What is needed is an exact copy of every entry.
----- Data shown
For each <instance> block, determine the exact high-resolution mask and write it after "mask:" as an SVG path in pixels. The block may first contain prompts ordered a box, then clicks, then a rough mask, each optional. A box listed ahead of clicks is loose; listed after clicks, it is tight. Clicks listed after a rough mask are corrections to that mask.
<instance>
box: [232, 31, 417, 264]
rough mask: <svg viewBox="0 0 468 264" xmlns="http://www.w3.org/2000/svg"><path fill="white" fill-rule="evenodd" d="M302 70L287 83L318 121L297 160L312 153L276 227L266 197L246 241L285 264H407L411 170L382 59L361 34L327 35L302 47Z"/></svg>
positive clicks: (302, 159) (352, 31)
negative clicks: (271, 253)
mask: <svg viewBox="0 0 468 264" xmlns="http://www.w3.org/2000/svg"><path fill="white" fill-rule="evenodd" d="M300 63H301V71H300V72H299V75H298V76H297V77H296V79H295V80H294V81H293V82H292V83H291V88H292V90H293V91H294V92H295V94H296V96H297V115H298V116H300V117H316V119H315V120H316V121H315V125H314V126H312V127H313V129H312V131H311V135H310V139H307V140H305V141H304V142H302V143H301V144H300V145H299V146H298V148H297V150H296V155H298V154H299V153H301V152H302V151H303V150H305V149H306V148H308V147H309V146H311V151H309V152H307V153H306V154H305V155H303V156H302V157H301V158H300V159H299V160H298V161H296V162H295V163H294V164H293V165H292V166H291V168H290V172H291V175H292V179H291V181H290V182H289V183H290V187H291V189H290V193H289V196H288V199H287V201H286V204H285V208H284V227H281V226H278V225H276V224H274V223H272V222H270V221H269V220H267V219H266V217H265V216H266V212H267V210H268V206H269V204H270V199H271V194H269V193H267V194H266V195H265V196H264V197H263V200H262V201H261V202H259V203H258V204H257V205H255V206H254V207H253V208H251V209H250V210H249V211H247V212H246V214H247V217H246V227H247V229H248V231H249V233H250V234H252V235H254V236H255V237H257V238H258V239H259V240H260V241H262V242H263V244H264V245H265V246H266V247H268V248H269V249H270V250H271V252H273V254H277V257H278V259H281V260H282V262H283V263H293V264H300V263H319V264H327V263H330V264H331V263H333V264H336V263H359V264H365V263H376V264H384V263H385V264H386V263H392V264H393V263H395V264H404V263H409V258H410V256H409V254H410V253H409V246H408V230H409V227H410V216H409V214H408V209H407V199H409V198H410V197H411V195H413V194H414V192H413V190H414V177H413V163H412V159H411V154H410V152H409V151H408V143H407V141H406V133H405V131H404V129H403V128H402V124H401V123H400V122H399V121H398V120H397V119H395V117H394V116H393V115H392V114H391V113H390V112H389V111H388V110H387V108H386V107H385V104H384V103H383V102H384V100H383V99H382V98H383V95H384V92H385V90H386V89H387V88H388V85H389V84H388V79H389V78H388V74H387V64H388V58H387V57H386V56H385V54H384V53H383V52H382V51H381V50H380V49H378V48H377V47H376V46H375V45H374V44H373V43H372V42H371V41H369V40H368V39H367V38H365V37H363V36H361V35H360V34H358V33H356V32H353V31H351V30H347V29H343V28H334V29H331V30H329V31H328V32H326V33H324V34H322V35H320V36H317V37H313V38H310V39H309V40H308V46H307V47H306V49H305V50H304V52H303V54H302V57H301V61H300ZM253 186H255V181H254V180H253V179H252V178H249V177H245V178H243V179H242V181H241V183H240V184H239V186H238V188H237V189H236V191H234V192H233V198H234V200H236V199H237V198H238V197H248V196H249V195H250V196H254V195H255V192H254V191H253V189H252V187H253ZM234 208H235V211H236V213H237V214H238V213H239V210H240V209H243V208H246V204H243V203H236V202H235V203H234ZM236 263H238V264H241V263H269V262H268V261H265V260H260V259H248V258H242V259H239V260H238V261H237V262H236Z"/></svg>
----------
- [Exercise answer]:
For each <instance> block, determine the exact high-resolution mask and write it after "mask:" as an SVG path in pixels. The block may first contain prompts ordered a box, then clicks, then a rough mask, each optional. A box listed ahead of clicks is loose; listed after clicks, it is tight. Clicks listed after a rough mask are corrections to that mask.
<instance>
box: [232, 31, 417, 264]
rough mask: <svg viewBox="0 0 468 264" xmlns="http://www.w3.org/2000/svg"><path fill="white" fill-rule="evenodd" d="M302 70L287 83L318 121L297 160L312 153L276 227L266 197L246 241L285 264H407L411 170L382 59L361 34L327 35L302 47Z"/></svg>
positive clicks: (302, 159) (352, 31)
negative clicks: (271, 253)
mask: <svg viewBox="0 0 468 264" xmlns="http://www.w3.org/2000/svg"><path fill="white" fill-rule="evenodd" d="M300 63H301V71H300V72H299V75H298V76H297V77H296V79H295V80H294V81H293V82H292V83H291V88H292V90H293V91H294V92H295V94H296V96H297V115H298V116H300V117H316V119H315V120H316V121H315V125H314V126H312V127H313V129H312V131H311V135H310V139H307V140H305V141H304V142H302V143H301V144H300V145H299V146H298V148H297V150H296V155H298V154H299V153H301V152H302V151H303V150H305V149H306V148H308V147H309V146H311V151H309V152H307V153H306V154H305V155H303V156H302V157H301V158H300V159H299V160H298V161H296V162H295V163H294V164H293V165H292V166H291V168H290V172H291V175H292V179H291V181H290V182H289V183H290V187H291V189H290V193H289V196H288V199H287V201H286V204H285V208H284V227H281V226H278V225H276V224H274V223H272V222H270V221H269V220H267V219H266V217H265V216H266V212H267V210H268V206H269V204H270V199H271V194H269V193H267V194H266V195H265V196H264V197H263V200H262V201H261V202H259V203H258V204H257V205H255V206H254V207H253V208H251V209H250V210H249V211H247V212H246V214H247V217H246V227H247V229H248V231H249V233H250V234H252V235H254V236H255V237H257V238H258V239H259V240H260V241H262V242H263V244H264V245H265V246H266V247H268V248H269V249H270V250H271V252H273V254H277V257H278V259H281V260H282V262H283V263H293V264H300V263H319V264H327V263H330V264H331V263H333V264H336V263H359V264H365V263H376V264H384V263H385V264H386V263H392V264H393V263H395V264H404V263H409V258H410V256H409V254H410V253H409V246H408V230H409V227H410V216H409V214H408V209H407V199H409V198H410V197H411V195H413V194H414V192H413V190H414V177H413V163H412V159H411V154H410V152H409V151H408V143H407V141H406V133H405V131H404V129H403V128H402V124H401V123H400V122H399V121H398V120H397V119H395V117H394V116H393V115H392V114H391V113H390V112H389V111H388V110H387V108H386V107H385V104H384V103H383V102H384V100H383V99H382V98H383V95H384V92H385V90H386V89H387V88H388V85H389V84H388V79H389V78H388V74H387V64H388V58H387V57H386V56H385V54H384V53H383V52H382V51H381V50H380V49H378V48H377V47H376V46H375V45H374V44H373V43H372V42H371V41H369V40H368V39H367V38H365V37H363V36H361V35H360V34H358V33H356V32H353V31H351V30H347V29H343V28H334V29H331V30H329V31H328V32H326V33H324V34H322V35H320V36H317V37H313V38H310V39H309V40H308V46H307V47H306V49H305V50H304V52H303V54H302V57H301V61H300ZM253 186H255V181H254V180H253V179H252V178H249V177H245V178H243V179H242V181H241V183H240V184H239V186H238V188H237V189H236V191H234V192H233V198H234V200H236V199H237V198H238V197H248V196H249V195H250V196H254V195H255V192H254V191H253V189H252V187H253ZM234 208H235V211H236V213H237V214H238V213H239V210H240V209H243V208H246V204H243V203H236V202H235V203H234ZM236 263H238V264H241V263H269V262H268V261H265V260H260V259H248V258H242V259H239V260H238V261H237V262H236Z"/></svg>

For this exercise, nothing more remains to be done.